[START OF Excerpt]

PRO - Oil Price Risk Management


Course Dates: 16th - 18th November 2016

Thomson Reuters - London, UK

Course fees:  UK Pounds £2,600 plus VAT*where applicable

As a member of a trading team, you learn to identify and manage  exposure to price risk. You'll trade the full range of derivative markets, including the live futures markets through online screen services. You'll also work with simulation software to learn about using options.

Delegates compare the performance of different instruments over time and changing market conditions and learn how to choose the appropriate instrument to match their objectives.

The course explains the workings of futures, forwards, swaps and options markets and how they can be used for hedging and price management purposes.

The costs and relative benefits of the instruments and the implementation of a risk management strategy are explored as well as technical analysis and the principles of management control.

Exercises are performed in syndicates, with comprehensive debriefs to study the consequences of the decision made.p>

Course Timetable

Day 1   Introduction to exposure; futures markets; hedging with futures; quantifying exposure; spread trading and the forward curve; swaps, hedging exercise.

Day 2   Exposure debrief; crude forward markets and Brent; hedging refinery margin; differential swaps including CFD's and DFL's; hedging efficiency; introduction to options; options strategies; regulation and clearing

Day 3   EFP's and excercise; EFS triggers; optionality in oil trading; structured instruments; hedge decision process; comparison of hedging strategies and debrief; management and control.

[END OF Excerpt]
[START OF Stored data]

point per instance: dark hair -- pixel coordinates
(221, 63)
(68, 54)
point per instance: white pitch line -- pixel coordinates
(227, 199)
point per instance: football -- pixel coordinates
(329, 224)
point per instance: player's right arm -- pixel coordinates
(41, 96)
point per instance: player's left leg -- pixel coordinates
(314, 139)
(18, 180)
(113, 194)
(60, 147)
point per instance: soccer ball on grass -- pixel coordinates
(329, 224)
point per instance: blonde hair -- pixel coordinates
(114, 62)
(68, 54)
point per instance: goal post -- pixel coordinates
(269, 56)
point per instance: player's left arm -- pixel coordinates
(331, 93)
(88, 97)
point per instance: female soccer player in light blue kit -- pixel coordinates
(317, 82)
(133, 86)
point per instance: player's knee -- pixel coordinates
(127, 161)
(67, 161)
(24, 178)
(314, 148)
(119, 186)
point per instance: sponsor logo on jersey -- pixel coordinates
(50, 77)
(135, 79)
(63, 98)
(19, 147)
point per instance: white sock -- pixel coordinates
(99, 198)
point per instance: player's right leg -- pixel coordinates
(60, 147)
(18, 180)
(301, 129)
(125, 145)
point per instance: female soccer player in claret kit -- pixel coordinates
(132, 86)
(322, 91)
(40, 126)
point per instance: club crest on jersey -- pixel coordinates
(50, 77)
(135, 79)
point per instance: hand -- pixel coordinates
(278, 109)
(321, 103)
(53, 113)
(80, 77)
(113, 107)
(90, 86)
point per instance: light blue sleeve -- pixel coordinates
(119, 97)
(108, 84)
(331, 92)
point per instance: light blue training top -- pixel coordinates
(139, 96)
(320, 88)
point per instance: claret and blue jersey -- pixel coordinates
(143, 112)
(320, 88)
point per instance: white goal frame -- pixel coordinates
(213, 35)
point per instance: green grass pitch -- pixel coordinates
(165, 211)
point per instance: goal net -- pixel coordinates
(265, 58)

[END OF Stored data]

Task requirements »
[A] Which markets does the oil price risk management course description say the course explains the workings of? List them all.
[B] Reproduce the records verbatim, starting at the line containing "point per instance: goal post" and continuing through the end of the records.

Solutions to the exercise »
[A]
- Futures
- Forwards
- Swaps
- Options

[B]
point per instance: goal post -- pixel coordinates
(269, 56)
point per instance: player's left arm -- pixel coordinates
(331, 93)
(88, 97)
point per instance: female soccer player in light blue kit -- pixel coordinates
(317, 82)
(133, 86)
point per instance: player's knee -- pixel coordinates
(127, 161)
(67, 161)
(24, 178)
(314, 148)
(119, 186)
point per instance: sponsor logo on jersey -- pixel coordinates
(50, 77)
(135, 79)
(63, 98)
(19, 147)
point per instance: white sock -- pixel coordinates
(99, 198)
point per instance: player's right leg -- pixel coordinates
(60, 147)
(18, 180)
(301, 129)
(125, 145)
point per instance: female soccer player in claret kit -- pixel coordinates
(132, 86)
(322, 91)
(40, 126)
point per instance: club crest on jersey -- pixel coordinates
(50, 77)
(135, 79)
point per instance: hand -- pixel coordinates
(278, 109)
(321, 103)
(53, 113)
(80, 77)
(113, 107)
(90, 86)
point per instance: light blue sleeve -- pixel coordinates
(119, 97)
(108, 84)
(331, 92)
point per instance: light blue training top -- pixel coordinates
(139, 96)
(320, 88)
point per instance: claret and blue jersey -- pixel coordinates
(143, 112)
(320, 88)
point per instance: white goal frame -- pixel coordinates
(213, 35)
point per instance: green grass pitch -- pixel coordinates
(165, 211)
point per instance: goal net -- pixel coordinates
(265, 58)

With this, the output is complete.